# Zitierte Textstelle
1. Nach dem österreichischen Kraftfahrgesetz (https://www.ris.bka.gv.at/GeltendeFassung.wxe?Abfrage=Bundesnormen&Gesetzesnummer=10011384) besteht eine Verpflichtung zur Auskunft:

[quote] 103 Abs. 2 Kraftfahrgesetz (Pflichten des Zulassungsbesitzers eines Kraftfahrzeuges oder Anhängers)

(1) [...]

(2)Die Behörde kann Auskünfte darüber verlangen, wer zu einem bestimmten Zeitpunkt ein nach dem Kennzeichen bestimmtes Kraftfahrzeug gelenkt oder einen nach dem Kennzeichen bestimmten Anhänger verwendet hat bzw. zuletzt vor einem bestimmten Zeitpunkt an einem bestimmten Ort abgestellt hat. Diese Auskünfte, welche den Namen und die Anschrift der betreffenden Person enthalten müssen, hat der Zulassungsbesitzer – im Falle von Probe- oder von Überstellungsfahrten der Besitzer der Bewilligung – zu erteilen; kann er diese Auskunft nicht erteilen, so hat er die Person zu benennen, die die Auskunft erteilen kann, diese trifft dann die Auskunftspflicht; die Angaben des Auskunftspflichtigen entbinden die Behörde nicht, diese Angaben zu überprüfen, wenn dies nach den Umständen des Falles geboten erscheint. Die Auskunft ist unverzüglich, im Falle einer schriftlichen Aufforderung binnen zwei Wochen nach Zustellung zu erteilen; wenn eine solche Auskunft ohne entsprechende Aufzeichnungen nicht gegeben werden könnte, sind diese Aufzeichnungen zu führen. (Verfassungsbestimmung) Gegenüber der Befugnis der Behörde, derartige Auskünfte zu verlangen, treten Rechte auf Auskunftsverweigerung zurück.

(3) […]
[/quote]

Erteilen Sie keine Auskunft, droht hier eine weitere Geldbuße. Mit dem Verweis auf den Datenschutz werden Sie jedenfalls bei den österreichischen Behörden wenig Erfolg haben (vgl. https://www.dataprotect.at/lenkererhebung-und-dsgvo/). Ggf. könnten Sie sich gegen eine Vollstreckung in Deutschland dann mit der Unzulässigkeit verteidigen in der Hoffnung, dass ein deutsches Gericht dies für unzulässig hält, aber das steht natürlich auf wackeligen Füßen. Wie Sie der genannten Vorschrift entnehmen können, sind Sie verpflichtet, sofern Sie den Fahrer nicht benennen können, die Person zu benennen, die die Auskunft erteilen kann, die dann die Auskunftspflicht trifft. Es sollte also reichen, wenn Sie den zugewiesenen Nutzer benennen. Natürlich können Sie auch diesen benennen unter gleichzeitiger Mitteilung, dass Ihre weiteren Mitarbeiter A, B und C ebenfalls dabei waren und möglicherweise gefahren sein könnten.

# Eingabedaten
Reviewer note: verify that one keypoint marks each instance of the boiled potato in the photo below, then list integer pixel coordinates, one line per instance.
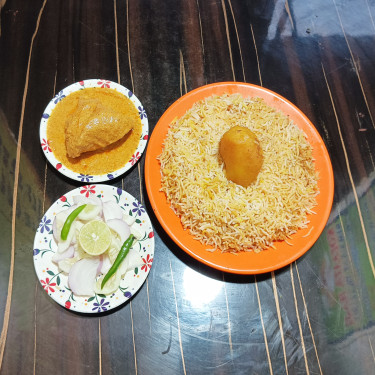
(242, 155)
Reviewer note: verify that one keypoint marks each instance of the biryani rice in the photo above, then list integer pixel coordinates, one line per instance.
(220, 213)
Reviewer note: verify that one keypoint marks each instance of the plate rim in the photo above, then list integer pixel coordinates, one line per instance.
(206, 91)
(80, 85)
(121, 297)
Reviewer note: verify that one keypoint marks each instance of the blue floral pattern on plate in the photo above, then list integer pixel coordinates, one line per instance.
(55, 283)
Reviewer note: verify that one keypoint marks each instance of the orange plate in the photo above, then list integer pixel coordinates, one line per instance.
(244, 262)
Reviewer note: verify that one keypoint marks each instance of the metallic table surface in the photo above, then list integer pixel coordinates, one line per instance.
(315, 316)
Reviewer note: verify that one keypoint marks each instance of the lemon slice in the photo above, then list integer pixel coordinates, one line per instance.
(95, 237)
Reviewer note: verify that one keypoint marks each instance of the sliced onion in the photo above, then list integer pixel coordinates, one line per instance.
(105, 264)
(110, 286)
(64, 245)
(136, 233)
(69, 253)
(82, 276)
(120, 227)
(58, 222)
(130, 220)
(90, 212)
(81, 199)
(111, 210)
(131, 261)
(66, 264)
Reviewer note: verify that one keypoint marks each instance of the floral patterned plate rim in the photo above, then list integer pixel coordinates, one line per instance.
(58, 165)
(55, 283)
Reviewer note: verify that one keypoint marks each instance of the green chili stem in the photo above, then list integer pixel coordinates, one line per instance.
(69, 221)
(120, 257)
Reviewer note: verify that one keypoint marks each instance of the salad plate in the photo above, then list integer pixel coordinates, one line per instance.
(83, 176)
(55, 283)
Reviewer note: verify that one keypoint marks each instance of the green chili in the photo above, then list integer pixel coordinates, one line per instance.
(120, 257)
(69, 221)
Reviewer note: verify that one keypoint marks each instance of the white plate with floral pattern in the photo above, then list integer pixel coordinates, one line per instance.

...

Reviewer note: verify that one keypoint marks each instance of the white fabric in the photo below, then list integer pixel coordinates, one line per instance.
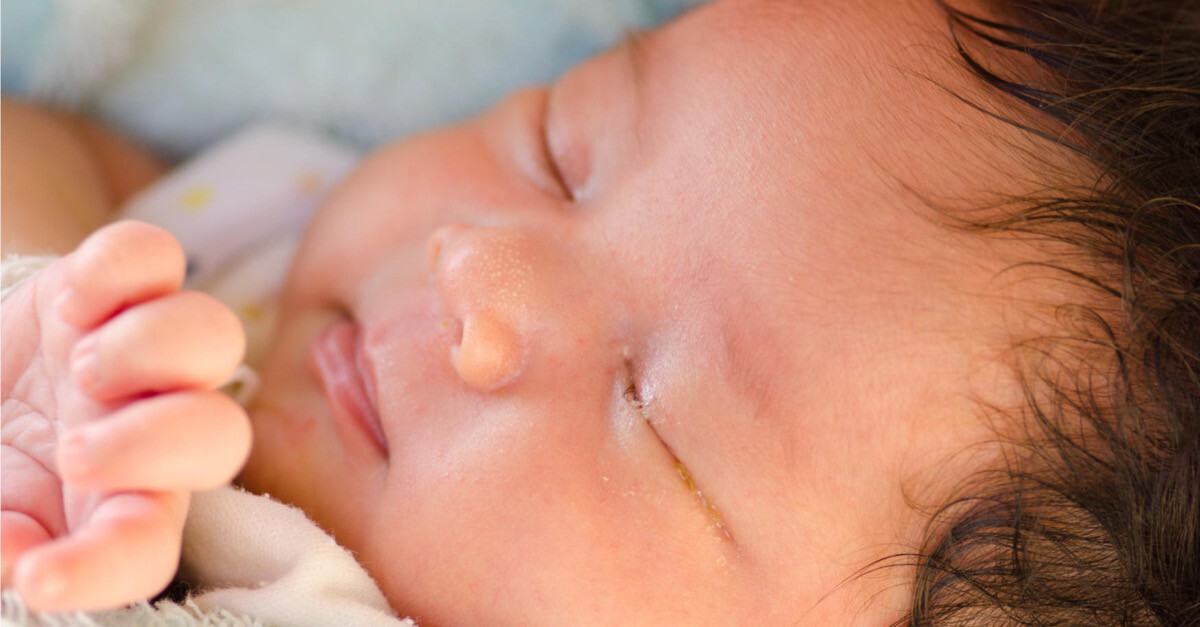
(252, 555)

# Arbeitsanweisungen
**a.** Entnehmen Sie bitte der zitierten Textstelle zur Auskunftspflicht wörtlich den Abschnitt, der bei „1. Nach dem“ beginnt und bei „Kraftfahrzeuges oder Anhängers)“ endet.
**b.** Geben Sie aus den Eingabedaten nur die Zeilen vollständig wieder, beginnend mit der Zeile, die „of the salad“ enthält, und endend mit der Zeile, die „the white plate“ enthält, beide eingeschlossen. Multiplizieren Sie dabei jede Koordinate mit 1,35 und runden Sie auf ganze Zahlen, wobei Werte auf ,5 aufgerundet werden.

# Die Antworten
**a.**
1. Nach dem österreichischen Kraftfahrgesetz (https://www.ris.bka.gv.at/GeltendeFassung.wxe?Abfrage=Bundesnormen&Gesetzesnummer=10011384) besteht eine Verpflichtung zur Auskunft:

[quote] 103 Abs. 2 Kraftfahrgesetz (Pflichten des Zulassungsbesitzers eines Kraftfahrzeuges oder Anhängers)

**b.**
Reviewer note: verify that one keypoint marks each instance of the salad plate in the photo above, then list integer pixel coordinates, one line per instance.
(112, 238)
(74, 382)
Reviewer note: verify that one keypoint marks each instance of the green chili in the photo above, then list integer pixel coordinates, one line per instance.
(162, 347)
(93, 298)
Reviewer note: verify that one keypoint marks each instance of the white plate with floral pattern in the photo above, then list integer pixel coordinates, one line per instance.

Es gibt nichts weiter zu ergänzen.